- _INPUT_

----

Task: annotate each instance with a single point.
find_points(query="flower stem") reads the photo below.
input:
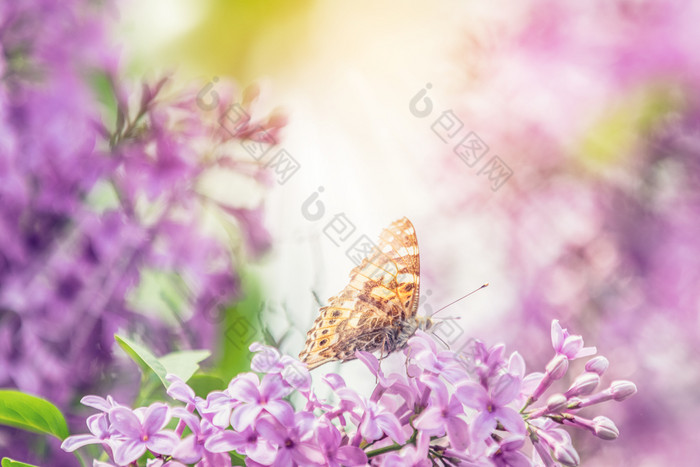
(393, 447)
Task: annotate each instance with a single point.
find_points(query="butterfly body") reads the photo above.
(376, 311)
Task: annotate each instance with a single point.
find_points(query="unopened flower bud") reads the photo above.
(583, 385)
(597, 365)
(557, 403)
(566, 454)
(544, 453)
(604, 428)
(621, 390)
(557, 367)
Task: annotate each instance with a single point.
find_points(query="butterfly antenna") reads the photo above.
(441, 340)
(461, 298)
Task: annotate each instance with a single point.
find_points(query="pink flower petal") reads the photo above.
(458, 433)
(127, 451)
(74, 442)
(225, 441)
(557, 335)
(472, 395)
(483, 425)
(125, 422)
(162, 442)
(244, 416)
(351, 456)
(511, 420)
(431, 419)
(505, 389)
(156, 417)
(187, 450)
(243, 389)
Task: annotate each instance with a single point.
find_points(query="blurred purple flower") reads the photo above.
(139, 431)
(260, 397)
(294, 445)
(414, 420)
(442, 416)
(567, 344)
(248, 442)
(507, 453)
(492, 405)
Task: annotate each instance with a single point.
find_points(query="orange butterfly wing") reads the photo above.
(370, 312)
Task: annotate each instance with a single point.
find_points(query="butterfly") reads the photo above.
(377, 309)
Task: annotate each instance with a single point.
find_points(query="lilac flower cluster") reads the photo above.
(447, 408)
(95, 198)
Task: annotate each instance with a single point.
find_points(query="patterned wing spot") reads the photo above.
(366, 315)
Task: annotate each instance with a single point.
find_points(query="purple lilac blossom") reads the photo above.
(478, 416)
(95, 199)
(602, 207)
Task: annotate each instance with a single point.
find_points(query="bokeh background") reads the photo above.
(551, 149)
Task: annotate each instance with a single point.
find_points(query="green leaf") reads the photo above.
(204, 384)
(7, 462)
(183, 363)
(31, 413)
(240, 326)
(143, 357)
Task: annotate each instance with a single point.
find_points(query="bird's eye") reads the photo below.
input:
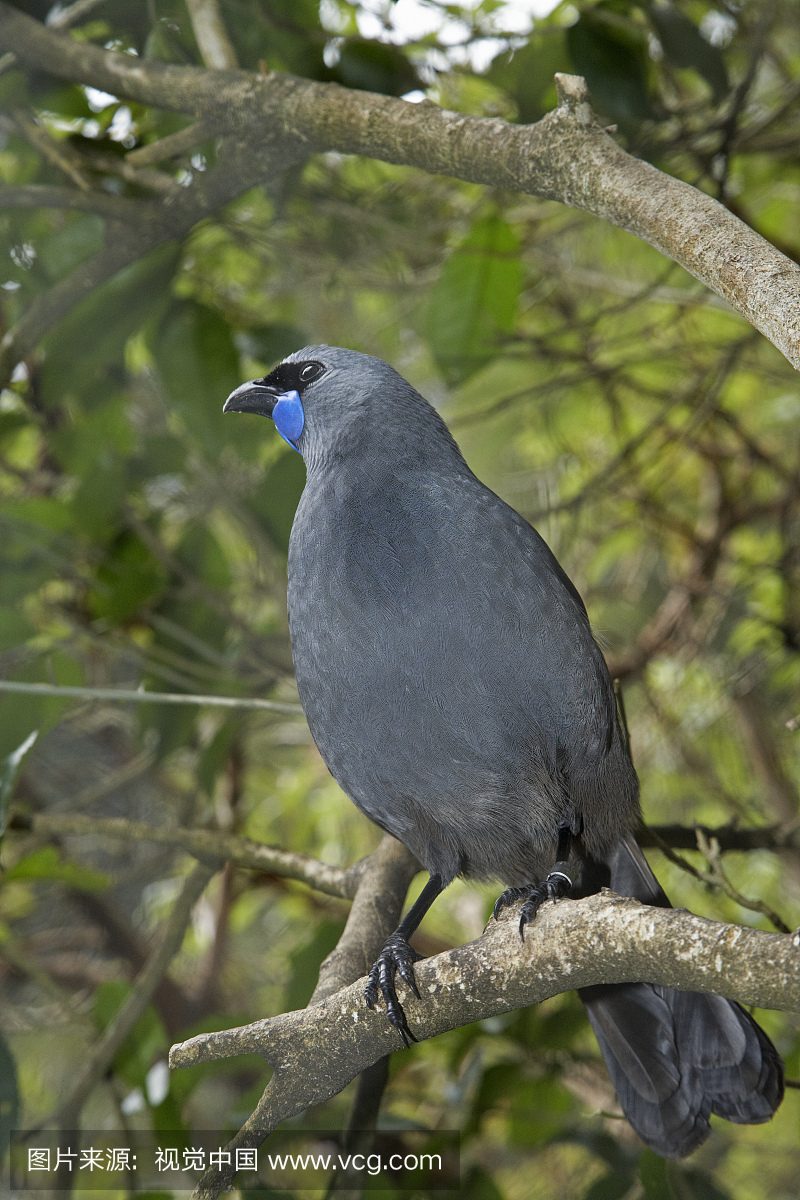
(311, 371)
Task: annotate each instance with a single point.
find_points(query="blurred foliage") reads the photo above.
(647, 430)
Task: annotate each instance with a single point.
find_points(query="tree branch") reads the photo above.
(254, 856)
(239, 169)
(210, 33)
(38, 196)
(376, 912)
(602, 939)
(566, 156)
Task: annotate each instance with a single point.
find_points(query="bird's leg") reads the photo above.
(557, 885)
(398, 958)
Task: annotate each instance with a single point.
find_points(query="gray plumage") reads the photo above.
(449, 675)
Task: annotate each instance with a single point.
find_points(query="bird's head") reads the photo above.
(329, 401)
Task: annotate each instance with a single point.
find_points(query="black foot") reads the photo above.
(555, 887)
(396, 958)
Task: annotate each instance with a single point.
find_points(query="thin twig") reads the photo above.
(138, 999)
(149, 697)
(715, 877)
(216, 48)
(254, 856)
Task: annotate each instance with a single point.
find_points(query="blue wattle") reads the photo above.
(289, 417)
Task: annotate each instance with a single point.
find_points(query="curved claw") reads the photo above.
(557, 886)
(507, 898)
(396, 958)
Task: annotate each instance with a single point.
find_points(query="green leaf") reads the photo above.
(77, 240)
(145, 1041)
(697, 1186)
(475, 299)
(655, 1179)
(198, 361)
(684, 46)
(46, 864)
(92, 336)
(609, 1187)
(8, 768)
(528, 73)
(127, 580)
(614, 64)
(8, 1096)
(14, 629)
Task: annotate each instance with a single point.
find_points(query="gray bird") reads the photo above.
(450, 678)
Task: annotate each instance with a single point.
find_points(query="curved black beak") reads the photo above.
(252, 397)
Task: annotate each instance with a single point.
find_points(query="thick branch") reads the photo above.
(566, 156)
(603, 939)
(376, 912)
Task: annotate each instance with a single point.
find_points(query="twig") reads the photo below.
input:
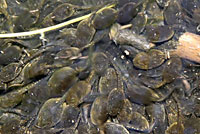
(51, 28)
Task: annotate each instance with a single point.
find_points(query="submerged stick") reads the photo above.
(44, 30)
(47, 29)
(188, 48)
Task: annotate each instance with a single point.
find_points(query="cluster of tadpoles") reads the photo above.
(188, 45)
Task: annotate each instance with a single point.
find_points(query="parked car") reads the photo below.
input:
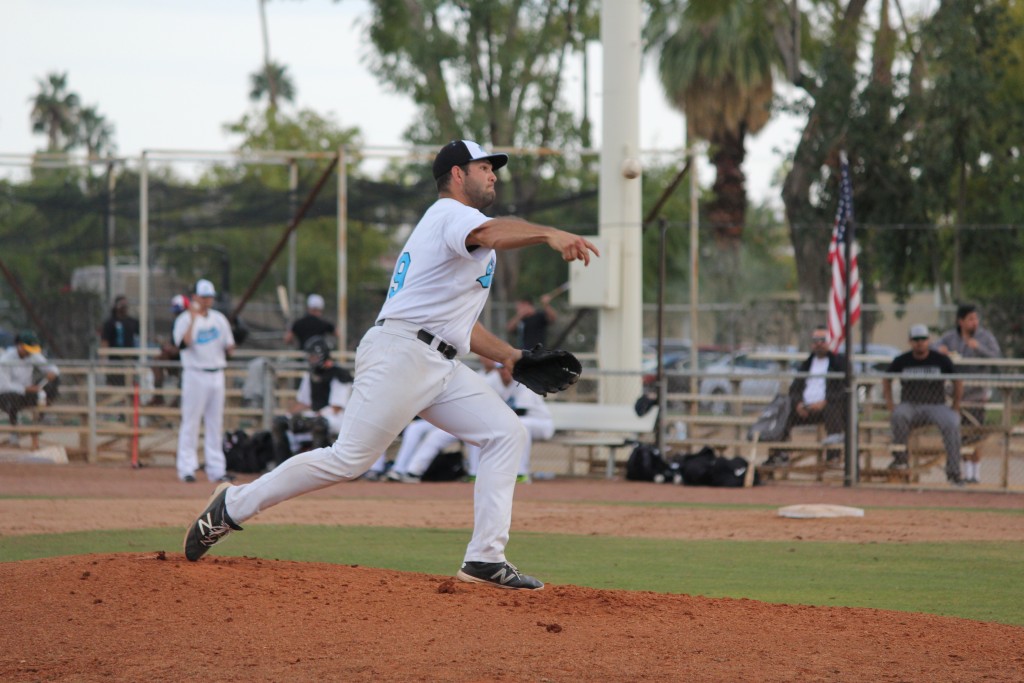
(676, 366)
(749, 368)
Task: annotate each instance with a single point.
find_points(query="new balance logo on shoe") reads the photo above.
(212, 525)
(501, 574)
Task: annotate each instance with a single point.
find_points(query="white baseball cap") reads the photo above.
(205, 288)
(179, 303)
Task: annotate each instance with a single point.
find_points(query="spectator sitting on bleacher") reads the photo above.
(17, 388)
(814, 398)
(169, 352)
(923, 401)
(320, 403)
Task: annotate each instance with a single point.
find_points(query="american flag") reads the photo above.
(837, 257)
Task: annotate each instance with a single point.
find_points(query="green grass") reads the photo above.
(978, 581)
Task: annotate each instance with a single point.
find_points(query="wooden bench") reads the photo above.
(594, 426)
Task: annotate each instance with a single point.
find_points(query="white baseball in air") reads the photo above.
(631, 168)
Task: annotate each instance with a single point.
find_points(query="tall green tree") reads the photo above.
(716, 66)
(54, 112)
(273, 83)
(94, 132)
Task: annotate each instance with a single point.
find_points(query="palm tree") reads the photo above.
(95, 132)
(271, 82)
(54, 112)
(716, 67)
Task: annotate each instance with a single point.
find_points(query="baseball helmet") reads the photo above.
(316, 351)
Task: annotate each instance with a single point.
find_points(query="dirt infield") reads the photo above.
(253, 620)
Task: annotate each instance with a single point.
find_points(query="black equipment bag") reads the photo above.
(645, 464)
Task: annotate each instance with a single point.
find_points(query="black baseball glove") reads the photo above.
(544, 370)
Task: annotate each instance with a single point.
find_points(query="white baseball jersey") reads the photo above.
(431, 289)
(211, 338)
(439, 286)
(15, 372)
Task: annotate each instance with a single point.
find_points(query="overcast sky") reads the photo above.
(169, 74)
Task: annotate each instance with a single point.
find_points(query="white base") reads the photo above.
(818, 510)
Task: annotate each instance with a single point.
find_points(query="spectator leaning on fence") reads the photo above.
(17, 388)
(120, 331)
(923, 400)
(815, 398)
(311, 325)
(204, 335)
(970, 340)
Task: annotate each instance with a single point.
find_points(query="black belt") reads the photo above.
(443, 348)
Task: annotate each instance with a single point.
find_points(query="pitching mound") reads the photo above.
(819, 511)
(154, 616)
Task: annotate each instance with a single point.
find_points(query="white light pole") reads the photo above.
(621, 321)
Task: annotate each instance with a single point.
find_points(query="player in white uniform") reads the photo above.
(532, 413)
(406, 366)
(204, 335)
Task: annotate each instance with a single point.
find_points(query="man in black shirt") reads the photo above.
(923, 400)
(311, 325)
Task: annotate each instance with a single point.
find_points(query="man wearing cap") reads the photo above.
(205, 338)
(406, 365)
(923, 400)
(17, 389)
(311, 325)
(970, 340)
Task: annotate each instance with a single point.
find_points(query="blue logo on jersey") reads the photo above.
(489, 276)
(207, 335)
(400, 269)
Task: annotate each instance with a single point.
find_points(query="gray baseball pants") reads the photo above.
(907, 416)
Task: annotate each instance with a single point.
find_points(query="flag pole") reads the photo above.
(851, 472)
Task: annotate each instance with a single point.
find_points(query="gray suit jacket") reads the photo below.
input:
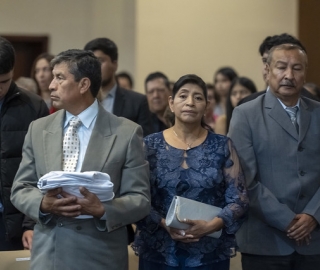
(115, 147)
(282, 172)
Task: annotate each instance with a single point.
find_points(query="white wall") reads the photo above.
(173, 36)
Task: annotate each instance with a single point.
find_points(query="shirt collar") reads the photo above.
(284, 106)
(111, 93)
(85, 116)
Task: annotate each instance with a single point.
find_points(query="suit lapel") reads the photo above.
(52, 139)
(100, 143)
(305, 118)
(119, 101)
(278, 114)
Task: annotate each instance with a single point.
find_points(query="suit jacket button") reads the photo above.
(302, 173)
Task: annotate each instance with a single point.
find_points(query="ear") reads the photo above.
(268, 70)
(84, 85)
(115, 65)
(170, 100)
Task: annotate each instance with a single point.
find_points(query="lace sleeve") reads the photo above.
(237, 201)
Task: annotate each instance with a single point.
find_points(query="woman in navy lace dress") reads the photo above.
(189, 161)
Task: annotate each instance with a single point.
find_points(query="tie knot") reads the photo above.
(292, 110)
(75, 122)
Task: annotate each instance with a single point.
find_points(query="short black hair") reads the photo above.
(82, 64)
(156, 75)
(228, 72)
(7, 56)
(107, 46)
(125, 75)
(276, 40)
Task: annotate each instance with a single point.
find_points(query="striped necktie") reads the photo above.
(71, 146)
(292, 112)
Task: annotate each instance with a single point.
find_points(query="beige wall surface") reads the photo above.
(200, 36)
(173, 36)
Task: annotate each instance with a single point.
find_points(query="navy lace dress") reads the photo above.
(209, 173)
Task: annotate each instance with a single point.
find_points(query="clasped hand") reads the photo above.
(60, 203)
(197, 229)
(301, 227)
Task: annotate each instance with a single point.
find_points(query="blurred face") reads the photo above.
(43, 74)
(264, 70)
(286, 74)
(65, 91)
(211, 100)
(124, 83)
(157, 94)
(189, 104)
(108, 67)
(5, 81)
(238, 92)
(222, 85)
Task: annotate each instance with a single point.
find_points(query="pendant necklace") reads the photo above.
(188, 144)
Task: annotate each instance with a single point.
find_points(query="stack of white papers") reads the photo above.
(96, 182)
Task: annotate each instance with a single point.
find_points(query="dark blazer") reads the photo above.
(304, 93)
(282, 173)
(133, 106)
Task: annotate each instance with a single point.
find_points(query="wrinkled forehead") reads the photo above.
(293, 56)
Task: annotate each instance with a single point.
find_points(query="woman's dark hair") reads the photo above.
(227, 72)
(45, 56)
(245, 82)
(193, 79)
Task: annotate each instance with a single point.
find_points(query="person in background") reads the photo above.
(157, 89)
(240, 88)
(18, 109)
(27, 84)
(115, 99)
(124, 80)
(264, 49)
(222, 81)
(64, 238)
(313, 89)
(190, 161)
(41, 72)
(276, 139)
(209, 117)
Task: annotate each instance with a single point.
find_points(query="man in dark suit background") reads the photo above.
(277, 139)
(114, 99)
(264, 49)
(18, 109)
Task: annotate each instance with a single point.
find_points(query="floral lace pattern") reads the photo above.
(213, 176)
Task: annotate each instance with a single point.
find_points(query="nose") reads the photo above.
(289, 73)
(52, 85)
(190, 100)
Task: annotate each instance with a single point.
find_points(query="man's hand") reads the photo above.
(90, 204)
(66, 205)
(27, 239)
(301, 227)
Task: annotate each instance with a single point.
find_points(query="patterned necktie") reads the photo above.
(292, 112)
(71, 146)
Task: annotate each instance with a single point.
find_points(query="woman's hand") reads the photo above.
(200, 228)
(178, 235)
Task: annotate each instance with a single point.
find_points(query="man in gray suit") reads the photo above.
(62, 238)
(280, 156)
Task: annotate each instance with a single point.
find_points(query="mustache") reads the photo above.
(287, 83)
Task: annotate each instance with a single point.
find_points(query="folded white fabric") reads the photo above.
(96, 182)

----

- _THE TASK_
What lines in the listing above contain the word "below"? Show each one.

- _SOLUTION TO THIS TASK_
find_points(query="flower stem") reads the photo below.
find_points(query="bird's eye") reads the photo below.
find_points(query="twig") reads the photo below.
find_points(query="parked car") reads the photo below.
find_points(query="gray suit jacket") reads the photo below.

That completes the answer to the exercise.